:: EXERCISE ::
Locate every line in the records below that contains the word "shade", and copy each one.

(DATA FOR THIS TASK)

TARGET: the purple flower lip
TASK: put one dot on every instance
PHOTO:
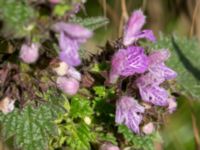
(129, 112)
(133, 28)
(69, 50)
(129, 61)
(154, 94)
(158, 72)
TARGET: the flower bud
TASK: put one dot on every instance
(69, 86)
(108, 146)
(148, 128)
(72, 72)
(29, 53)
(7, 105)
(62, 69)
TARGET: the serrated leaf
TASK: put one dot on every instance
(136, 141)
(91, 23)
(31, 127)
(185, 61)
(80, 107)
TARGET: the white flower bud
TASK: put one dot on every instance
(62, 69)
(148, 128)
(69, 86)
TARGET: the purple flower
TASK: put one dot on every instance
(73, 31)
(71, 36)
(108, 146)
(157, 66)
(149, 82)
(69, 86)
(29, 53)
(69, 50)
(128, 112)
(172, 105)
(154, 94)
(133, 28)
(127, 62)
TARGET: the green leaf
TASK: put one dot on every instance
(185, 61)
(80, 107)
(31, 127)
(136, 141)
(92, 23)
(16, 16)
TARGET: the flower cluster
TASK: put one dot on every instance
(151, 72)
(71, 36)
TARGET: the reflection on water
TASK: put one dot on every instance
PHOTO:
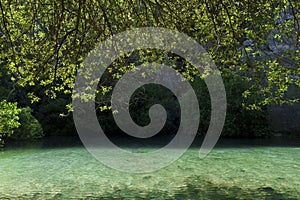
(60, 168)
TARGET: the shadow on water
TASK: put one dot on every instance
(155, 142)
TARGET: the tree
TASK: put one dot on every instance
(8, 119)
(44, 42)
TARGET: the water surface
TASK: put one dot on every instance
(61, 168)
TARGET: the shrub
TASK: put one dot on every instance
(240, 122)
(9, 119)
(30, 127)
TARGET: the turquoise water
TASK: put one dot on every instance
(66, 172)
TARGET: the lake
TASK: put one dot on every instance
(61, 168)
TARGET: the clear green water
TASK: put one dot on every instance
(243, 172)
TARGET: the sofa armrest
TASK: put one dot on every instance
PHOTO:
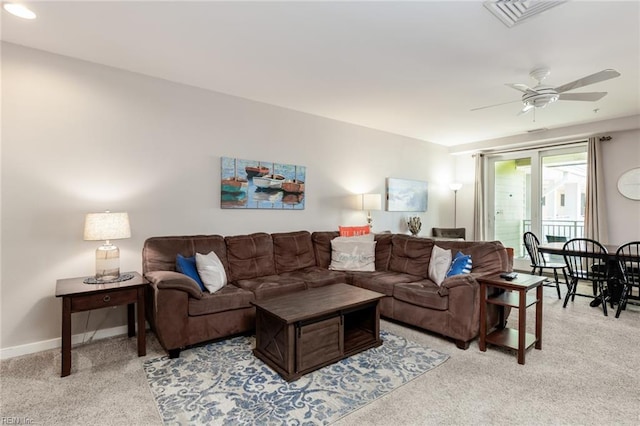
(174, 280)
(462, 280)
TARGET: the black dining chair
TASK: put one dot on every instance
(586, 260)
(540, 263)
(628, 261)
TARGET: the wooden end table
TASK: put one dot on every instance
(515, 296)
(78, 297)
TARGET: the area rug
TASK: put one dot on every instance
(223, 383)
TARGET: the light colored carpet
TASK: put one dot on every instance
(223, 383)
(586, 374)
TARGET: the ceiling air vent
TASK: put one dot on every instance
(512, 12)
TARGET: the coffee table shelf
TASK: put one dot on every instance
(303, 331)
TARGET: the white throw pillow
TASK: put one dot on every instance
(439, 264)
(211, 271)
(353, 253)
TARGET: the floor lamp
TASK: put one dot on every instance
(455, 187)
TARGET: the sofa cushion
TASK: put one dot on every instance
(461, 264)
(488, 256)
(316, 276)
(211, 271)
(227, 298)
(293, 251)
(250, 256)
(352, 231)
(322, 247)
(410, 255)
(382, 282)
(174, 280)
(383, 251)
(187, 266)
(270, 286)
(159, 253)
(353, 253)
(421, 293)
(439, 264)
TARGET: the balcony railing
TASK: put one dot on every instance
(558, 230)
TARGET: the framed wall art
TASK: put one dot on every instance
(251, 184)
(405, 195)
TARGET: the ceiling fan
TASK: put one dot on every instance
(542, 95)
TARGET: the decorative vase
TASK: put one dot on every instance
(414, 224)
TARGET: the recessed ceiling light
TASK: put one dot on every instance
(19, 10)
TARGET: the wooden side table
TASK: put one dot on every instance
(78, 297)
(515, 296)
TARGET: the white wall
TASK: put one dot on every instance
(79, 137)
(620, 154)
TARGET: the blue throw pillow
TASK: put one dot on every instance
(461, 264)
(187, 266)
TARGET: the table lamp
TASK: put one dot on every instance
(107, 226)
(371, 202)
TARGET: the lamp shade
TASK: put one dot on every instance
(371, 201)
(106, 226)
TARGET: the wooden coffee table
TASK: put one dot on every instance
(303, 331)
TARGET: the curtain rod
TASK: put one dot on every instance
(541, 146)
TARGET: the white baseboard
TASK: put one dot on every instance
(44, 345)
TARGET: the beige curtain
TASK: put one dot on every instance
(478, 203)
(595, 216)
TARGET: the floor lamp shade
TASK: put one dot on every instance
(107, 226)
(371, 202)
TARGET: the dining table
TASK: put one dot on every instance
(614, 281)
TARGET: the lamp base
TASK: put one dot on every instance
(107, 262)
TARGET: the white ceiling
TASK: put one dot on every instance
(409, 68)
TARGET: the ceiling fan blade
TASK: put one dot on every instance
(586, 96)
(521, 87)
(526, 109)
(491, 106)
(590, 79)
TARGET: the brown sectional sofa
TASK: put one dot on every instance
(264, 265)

(End DATA FOR THIS TASK)

:: WRITTEN ANSWER ::
TARGET: the lamp shade
TARGET: the floor lamp shade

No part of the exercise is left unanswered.